Document text:
Did our ancestors come from the south,
and not the north, asks Finlayson

We may think of Gibraltar as a refuge of the Neanderthals but we rarely see it in the context of our own ancestors, other than as part of a late arrival from the north.

Clive Finlayson is now suggesting something quite different. In a key note lecture delivered in Oxford University last week, Professor Finlayson showed that prehistoric sites in Gibraltar showed clear affinities with African, even Australian, sites. This was in stark contrast with sites in the rest of Europe which, though closer, had been constantly under the influence of the cold-warm cycles of the Pleistocene (the Ice Ages). The link was discovered after a comprehensive study of prehistoric sites across the world.

Details of geology, vegetation and fauna for each site were entered into a database and subsequently analysed. “The Victorian naturalist Abel Chapman once described this part of the world as a little piece of Africa in Europe...” said Professor Finlayson, “...and he was right! Certainly, when it comes to comparing the climate and ecology of past millennia and the present too, our area is closer to the wet-dry African climatic and ecological regimes than it is to the rest of Europe.”

Clive Finlayson was addressing delegates from 13 countries at a conference on “The Middle Palaeolithic in the Desert”. The thrust of his argument was that Gibraltar in the extreme north-west, and south-east Australia in the extreme south-east, were once interconnected by a belt of habitat of similar characteristics. “It is difficult to fully understand this when we have huge deserts – the Sahara, Arabia, Thar in India and Australia itself – severing these links today” he added.

Material supplied:
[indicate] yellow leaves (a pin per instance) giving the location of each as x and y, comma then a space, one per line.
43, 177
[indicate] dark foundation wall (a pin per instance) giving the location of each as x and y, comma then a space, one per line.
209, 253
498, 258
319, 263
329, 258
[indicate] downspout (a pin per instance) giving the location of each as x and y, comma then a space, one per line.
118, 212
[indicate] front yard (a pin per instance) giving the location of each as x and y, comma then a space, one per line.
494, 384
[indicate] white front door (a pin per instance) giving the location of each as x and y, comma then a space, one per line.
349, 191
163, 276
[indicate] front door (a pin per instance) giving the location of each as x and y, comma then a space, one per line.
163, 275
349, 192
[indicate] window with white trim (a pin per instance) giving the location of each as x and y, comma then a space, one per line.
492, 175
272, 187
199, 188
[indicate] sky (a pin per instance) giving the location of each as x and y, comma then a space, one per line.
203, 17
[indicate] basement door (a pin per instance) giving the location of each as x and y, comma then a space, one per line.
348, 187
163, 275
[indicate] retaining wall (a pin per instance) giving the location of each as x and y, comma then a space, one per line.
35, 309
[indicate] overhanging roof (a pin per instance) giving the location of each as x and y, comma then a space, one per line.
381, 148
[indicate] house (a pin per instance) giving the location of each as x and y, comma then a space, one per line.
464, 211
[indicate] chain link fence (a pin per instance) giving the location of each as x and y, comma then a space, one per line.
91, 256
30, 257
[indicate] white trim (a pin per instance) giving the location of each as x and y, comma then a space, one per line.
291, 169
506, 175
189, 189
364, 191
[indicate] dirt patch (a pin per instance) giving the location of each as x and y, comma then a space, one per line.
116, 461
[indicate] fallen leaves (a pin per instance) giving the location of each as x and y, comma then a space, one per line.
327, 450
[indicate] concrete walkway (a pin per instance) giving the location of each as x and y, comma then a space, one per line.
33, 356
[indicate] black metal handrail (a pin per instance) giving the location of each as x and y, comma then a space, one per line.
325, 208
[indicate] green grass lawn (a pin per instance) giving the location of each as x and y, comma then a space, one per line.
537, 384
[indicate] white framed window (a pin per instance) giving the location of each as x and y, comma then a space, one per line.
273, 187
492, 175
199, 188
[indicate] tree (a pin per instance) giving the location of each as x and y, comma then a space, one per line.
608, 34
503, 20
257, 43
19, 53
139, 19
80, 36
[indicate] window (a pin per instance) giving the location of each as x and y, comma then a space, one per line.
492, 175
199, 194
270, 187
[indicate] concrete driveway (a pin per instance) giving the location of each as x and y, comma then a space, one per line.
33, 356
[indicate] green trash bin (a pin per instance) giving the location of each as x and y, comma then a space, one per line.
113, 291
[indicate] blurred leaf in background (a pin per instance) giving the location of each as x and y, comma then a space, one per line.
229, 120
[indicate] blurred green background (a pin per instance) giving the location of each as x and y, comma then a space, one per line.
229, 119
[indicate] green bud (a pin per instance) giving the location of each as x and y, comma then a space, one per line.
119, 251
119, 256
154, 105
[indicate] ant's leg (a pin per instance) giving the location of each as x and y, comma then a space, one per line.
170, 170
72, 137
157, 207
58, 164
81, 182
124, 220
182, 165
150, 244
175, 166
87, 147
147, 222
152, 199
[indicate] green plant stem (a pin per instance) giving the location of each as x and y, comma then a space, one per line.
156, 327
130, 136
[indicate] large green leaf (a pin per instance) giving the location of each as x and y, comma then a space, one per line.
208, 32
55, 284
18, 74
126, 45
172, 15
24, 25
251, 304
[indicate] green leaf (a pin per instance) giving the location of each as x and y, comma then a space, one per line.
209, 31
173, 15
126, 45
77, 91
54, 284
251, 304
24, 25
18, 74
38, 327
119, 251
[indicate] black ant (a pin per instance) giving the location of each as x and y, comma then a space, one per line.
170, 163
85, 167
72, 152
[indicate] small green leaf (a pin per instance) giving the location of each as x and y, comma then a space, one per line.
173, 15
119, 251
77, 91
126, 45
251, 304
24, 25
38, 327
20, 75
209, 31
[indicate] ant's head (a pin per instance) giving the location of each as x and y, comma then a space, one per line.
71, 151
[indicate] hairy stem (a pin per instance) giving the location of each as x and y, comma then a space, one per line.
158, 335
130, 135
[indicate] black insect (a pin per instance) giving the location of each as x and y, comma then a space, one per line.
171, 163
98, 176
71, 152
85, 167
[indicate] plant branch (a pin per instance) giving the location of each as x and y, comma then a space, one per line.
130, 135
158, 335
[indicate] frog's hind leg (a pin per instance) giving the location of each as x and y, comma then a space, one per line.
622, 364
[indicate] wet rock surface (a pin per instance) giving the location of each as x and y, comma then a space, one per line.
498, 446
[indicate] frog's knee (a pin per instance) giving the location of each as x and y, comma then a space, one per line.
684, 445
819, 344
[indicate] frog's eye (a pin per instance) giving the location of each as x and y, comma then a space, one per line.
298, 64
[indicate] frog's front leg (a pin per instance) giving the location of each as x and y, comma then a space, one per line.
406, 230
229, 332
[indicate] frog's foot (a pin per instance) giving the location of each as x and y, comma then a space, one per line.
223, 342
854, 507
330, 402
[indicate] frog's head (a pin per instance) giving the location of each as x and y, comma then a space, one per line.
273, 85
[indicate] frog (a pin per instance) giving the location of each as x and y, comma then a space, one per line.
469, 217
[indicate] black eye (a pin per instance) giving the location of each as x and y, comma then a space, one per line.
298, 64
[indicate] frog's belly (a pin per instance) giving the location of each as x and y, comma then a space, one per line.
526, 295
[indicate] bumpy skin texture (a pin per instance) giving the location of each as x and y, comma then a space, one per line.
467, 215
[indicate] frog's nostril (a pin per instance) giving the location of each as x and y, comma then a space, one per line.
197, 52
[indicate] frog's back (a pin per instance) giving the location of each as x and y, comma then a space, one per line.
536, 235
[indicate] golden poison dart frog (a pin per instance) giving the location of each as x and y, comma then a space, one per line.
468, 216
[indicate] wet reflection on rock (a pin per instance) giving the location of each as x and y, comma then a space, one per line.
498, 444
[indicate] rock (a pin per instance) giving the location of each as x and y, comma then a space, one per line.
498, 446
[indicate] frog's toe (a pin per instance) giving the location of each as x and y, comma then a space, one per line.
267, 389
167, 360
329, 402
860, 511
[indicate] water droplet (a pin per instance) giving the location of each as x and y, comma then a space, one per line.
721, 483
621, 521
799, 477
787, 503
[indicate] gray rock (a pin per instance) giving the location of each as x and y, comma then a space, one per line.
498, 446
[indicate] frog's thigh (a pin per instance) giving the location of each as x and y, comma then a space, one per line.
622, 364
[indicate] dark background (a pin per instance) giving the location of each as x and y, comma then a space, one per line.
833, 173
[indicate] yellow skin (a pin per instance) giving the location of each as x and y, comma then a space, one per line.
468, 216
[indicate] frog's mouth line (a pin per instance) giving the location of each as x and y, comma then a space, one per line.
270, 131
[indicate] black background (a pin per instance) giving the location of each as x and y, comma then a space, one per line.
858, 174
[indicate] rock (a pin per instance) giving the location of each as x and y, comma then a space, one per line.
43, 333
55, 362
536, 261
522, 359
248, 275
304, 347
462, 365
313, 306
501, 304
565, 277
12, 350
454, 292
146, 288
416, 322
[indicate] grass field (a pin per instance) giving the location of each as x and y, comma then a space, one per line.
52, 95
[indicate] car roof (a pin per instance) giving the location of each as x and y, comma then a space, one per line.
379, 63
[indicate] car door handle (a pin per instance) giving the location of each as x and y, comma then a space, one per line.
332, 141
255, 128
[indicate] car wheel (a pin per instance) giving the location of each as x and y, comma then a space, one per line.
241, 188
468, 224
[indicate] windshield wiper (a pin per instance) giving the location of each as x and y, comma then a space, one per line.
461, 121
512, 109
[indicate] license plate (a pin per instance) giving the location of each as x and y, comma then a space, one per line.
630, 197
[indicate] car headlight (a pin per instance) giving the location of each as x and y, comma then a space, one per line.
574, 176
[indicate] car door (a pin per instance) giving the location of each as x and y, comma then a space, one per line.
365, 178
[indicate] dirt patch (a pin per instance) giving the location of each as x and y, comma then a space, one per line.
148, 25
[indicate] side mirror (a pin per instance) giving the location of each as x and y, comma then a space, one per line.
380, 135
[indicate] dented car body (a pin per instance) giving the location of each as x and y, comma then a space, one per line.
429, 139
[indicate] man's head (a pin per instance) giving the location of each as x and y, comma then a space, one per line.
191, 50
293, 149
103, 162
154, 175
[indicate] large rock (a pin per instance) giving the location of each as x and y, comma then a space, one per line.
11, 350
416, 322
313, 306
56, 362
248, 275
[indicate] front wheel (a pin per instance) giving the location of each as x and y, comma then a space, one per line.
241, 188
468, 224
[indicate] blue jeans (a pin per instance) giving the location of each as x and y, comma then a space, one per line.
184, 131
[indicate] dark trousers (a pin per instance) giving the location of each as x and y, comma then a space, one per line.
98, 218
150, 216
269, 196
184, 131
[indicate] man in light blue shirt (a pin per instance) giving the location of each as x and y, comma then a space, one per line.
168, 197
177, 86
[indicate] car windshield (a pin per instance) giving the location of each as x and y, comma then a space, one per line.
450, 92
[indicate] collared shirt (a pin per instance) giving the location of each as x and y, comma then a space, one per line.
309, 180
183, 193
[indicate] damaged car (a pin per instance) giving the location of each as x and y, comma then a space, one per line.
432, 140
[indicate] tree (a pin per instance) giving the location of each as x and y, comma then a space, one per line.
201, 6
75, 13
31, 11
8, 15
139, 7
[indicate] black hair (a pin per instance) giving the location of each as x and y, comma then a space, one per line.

Exercises to complete:
a. According to the article on Gibraltar's prehistoric sites, how many countries were the conference delegates from?
b. In the article on Gibraltar's prehistoric sites, rewrite the passage from "Did our ancestors" to "from the north.", replacing "ancestors" with "forebears".

Answers in order:
a. They came from 13 countries.

b.
Did our forebears come from the south,
and not the north, asks Finlayson

We may think of Gibraltar as a refuge of the Neanderthals but we rarely see it in the context of our own forebears, other than as part of a late arrival from the north.